### Task
Rewrite all of the data below with every "Sample of the form" changed to "Example format" and nothing else altered.

### Items
§ §

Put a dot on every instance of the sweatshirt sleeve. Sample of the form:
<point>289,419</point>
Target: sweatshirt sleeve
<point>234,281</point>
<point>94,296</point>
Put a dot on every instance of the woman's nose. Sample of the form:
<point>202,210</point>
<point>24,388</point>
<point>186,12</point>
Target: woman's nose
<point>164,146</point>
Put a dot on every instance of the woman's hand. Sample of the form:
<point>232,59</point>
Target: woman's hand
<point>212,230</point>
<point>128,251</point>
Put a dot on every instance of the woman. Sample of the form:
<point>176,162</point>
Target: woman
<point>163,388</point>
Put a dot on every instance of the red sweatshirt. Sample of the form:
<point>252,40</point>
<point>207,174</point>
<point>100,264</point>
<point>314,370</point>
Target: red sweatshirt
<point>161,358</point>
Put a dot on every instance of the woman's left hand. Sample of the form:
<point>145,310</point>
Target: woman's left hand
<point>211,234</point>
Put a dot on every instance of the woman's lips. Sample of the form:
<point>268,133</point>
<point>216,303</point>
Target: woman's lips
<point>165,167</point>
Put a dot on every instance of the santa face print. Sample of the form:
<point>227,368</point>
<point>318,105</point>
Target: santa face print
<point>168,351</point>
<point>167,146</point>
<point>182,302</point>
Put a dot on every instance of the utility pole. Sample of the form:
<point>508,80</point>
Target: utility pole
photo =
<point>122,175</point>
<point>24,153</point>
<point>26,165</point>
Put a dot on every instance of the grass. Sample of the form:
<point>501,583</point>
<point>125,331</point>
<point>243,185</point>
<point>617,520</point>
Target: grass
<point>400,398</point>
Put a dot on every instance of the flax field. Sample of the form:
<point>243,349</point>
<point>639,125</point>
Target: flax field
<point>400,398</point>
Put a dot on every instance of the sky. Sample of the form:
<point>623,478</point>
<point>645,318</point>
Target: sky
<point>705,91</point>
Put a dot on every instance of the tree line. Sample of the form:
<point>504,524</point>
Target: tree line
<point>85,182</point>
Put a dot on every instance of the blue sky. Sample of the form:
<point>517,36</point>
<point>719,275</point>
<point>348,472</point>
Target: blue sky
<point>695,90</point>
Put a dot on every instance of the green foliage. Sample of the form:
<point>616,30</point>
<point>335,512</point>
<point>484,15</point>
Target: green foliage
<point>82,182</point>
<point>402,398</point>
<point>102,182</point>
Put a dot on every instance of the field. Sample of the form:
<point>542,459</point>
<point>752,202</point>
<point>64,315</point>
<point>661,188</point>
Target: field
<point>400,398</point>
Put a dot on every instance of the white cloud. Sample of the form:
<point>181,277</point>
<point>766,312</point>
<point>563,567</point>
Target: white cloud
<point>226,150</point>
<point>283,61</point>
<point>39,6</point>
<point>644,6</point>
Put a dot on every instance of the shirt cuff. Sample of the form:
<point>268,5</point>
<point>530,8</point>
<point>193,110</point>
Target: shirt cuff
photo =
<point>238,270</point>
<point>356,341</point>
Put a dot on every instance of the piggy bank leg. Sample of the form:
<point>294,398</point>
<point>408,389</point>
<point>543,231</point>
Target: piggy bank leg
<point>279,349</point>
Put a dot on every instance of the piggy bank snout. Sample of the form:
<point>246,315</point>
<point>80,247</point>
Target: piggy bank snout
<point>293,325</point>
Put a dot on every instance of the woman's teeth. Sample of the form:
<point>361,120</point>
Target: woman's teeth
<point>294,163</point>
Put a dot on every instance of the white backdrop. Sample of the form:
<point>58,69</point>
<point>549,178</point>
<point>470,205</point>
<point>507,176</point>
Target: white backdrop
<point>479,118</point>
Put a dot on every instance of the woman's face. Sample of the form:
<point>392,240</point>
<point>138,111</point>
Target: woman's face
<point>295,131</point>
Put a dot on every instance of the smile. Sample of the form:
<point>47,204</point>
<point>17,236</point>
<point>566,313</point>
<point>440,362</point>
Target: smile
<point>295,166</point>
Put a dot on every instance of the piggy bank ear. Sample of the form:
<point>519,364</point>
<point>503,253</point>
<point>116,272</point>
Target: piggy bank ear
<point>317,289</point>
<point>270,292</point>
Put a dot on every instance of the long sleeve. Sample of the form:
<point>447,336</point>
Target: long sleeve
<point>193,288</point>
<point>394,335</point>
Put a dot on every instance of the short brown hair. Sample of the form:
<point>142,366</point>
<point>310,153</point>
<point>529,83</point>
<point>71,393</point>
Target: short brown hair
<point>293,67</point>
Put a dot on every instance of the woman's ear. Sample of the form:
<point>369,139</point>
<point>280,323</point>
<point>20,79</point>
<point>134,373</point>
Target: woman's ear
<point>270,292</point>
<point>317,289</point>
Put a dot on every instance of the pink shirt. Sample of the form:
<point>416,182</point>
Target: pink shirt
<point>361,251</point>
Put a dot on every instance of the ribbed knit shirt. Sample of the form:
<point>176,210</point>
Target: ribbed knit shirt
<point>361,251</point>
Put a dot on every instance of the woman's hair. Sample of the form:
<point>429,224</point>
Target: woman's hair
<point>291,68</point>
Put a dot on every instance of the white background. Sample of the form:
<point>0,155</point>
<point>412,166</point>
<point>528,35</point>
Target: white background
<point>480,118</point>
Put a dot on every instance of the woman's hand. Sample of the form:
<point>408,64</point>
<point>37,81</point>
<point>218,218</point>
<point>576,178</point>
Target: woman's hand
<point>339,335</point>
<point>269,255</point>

§ §

### Full answer
Put a dot on every instance of the sweatshirt sleeve. Example format:
<point>289,419</point>
Target: sweatshirt sleeve
<point>234,281</point>
<point>94,296</point>
Put a dot on every instance of the woman's nose. Example format:
<point>202,210</point>
<point>24,388</point>
<point>186,12</point>
Target: woman's nose
<point>164,146</point>
Put a dot on every instance of the woman's hand. Example format:
<point>232,59</point>
Target: woman's hand
<point>212,230</point>
<point>128,251</point>
Put a dot on every instance of the woman. Example format:
<point>176,162</point>
Target: woman
<point>163,388</point>
Put a dot on every instance of the red sweatshirt. Example format:
<point>252,40</point>
<point>207,174</point>
<point>100,264</point>
<point>314,370</point>
Target: red sweatshirt
<point>161,358</point>
Put a dot on every instance of the woman's left hand. Example format:
<point>145,310</point>
Target: woman's left hand
<point>211,234</point>
Put a dot on every instance of the woman's lips. Example format:
<point>268,133</point>
<point>216,303</point>
Target: woman's lips
<point>165,167</point>
Put a dot on every instance of the santa face print. Example format:
<point>227,368</point>
<point>318,105</point>
Target: santa face print
<point>168,351</point>
<point>167,146</point>
<point>182,302</point>
Put a dot on every instance of the utility pole. Example format:
<point>508,80</point>
Target: utility pole
photo =
<point>122,175</point>
<point>24,153</point>
<point>26,165</point>
Put a dot on every instance of the grass. Example format:
<point>501,583</point>
<point>125,331</point>
<point>243,185</point>
<point>617,520</point>
Target: grass
<point>400,398</point>
Put a dot on every instance of the flax field. Example format:
<point>243,349</point>
<point>639,125</point>
Target: flax field
<point>400,398</point>
Put a dot on every instance of the sky. Example format:
<point>623,478</point>
<point>645,318</point>
Target: sky
<point>705,91</point>
Put a dot on every instance of the tree line. Example format:
<point>504,524</point>
Target: tree line
<point>85,182</point>
Put a dot on every instance of the blue sky. Example format:
<point>517,36</point>
<point>719,275</point>
<point>348,472</point>
Target: blue sky
<point>695,90</point>
Put a dot on every instance of the green foliage. Example format:
<point>616,30</point>
<point>335,512</point>
<point>484,15</point>
Target: green foliage
<point>82,182</point>
<point>402,398</point>
<point>102,182</point>
Put a dot on every instance of the field. Example format:
<point>542,459</point>
<point>752,202</point>
<point>64,315</point>
<point>661,188</point>
Target: field
<point>400,398</point>
Put a dot on every instance of the white cloud. Example format:
<point>181,277</point>
<point>766,312</point>
<point>563,567</point>
Target: white cloud
<point>226,150</point>
<point>283,61</point>
<point>39,6</point>
<point>644,6</point>
Put a dot on every instance of the shirt cuff. Example format:
<point>268,5</point>
<point>530,8</point>
<point>193,110</point>
Target: shirt cuff
photo =
<point>238,270</point>
<point>356,341</point>
Put a dot on every instance of the piggy bank leg. Example format:
<point>294,398</point>
<point>408,389</point>
<point>543,231</point>
Target: piggy bank leg
<point>279,349</point>
Put a dot on every instance of the piggy bank snout. Example format:
<point>246,315</point>
<point>80,247</point>
Target: piggy bank snout
<point>293,325</point>
Put a dot on every instance of the woman's teeth. Example format:
<point>361,120</point>
Target: woman's teeth
<point>294,163</point>
Put a dot on every instance of the white backdrop. Example format:
<point>58,69</point>
<point>549,178</point>
<point>470,205</point>
<point>507,176</point>
Target: white backdrop
<point>479,118</point>
Put a dot on every instance of the woman's face. Example format:
<point>392,240</point>
<point>138,111</point>
Target: woman's face
<point>295,131</point>
Put a dot on every instance of the smile. Example format:
<point>47,204</point>
<point>17,236</point>
<point>566,313</point>
<point>440,362</point>
Target: smile
<point>295,166</point>
Put a dot on every instance of the piggy bank ear. Example format:
<point>519,364</point>
<point>503,253</point>
<point>116,272</point>
Target: piggy bank ear
<point>317,289</point>
<point>270,292</point>
Put a dot on every instance of the long sleeve. Example format:
<point>447,336</point>
Target: long sleeve
<point>193,288</point>
<point>394,335</point>
Put a dot on every instance of the short brown hair. Example format:
<point>142,366</point>
<point>310,153</point>
<point>529,83</point>
<point>71,393</point>
Target: short brown hair
<point>293,67</point>
Put a dot on every instance of the woman's ear. Example format:
<point>369,139</point>
<point>280,323</point>
<point>20,79</point>
<point>134,373</point>
Target: woman's ear
<point>270,292</point>
<point>317,289</point>
Put a dot on every instance of the pink shirt. Example format:
<point>416,182</point>
Target: pink shirt
<point>361,251</point>
Put a dot on every instance of the ribbed knit shirt. Example format:
<point>176,210</point>
Target: ribbed knit shirt
<point>361,251</point>
Put a dot on every instance of the woman's hair. Example format:
<point>429,224</point>
Target: woman's hair
<point>291,68</point>
Put a dot on every instance of the white background. Example format:
<point>0,155</point>
<point>412,166</point>
<point>528,35</point>
Target: white background
<point>480,118</point>
Put a dot on every instance of the woman's hand. Example format:
<point>408,64</point>
<point>37,81</point>
<point>218,218</point>
<point>576,178</point>
Target: woman's hand
<point>339,335</point>
<point>269,255</point>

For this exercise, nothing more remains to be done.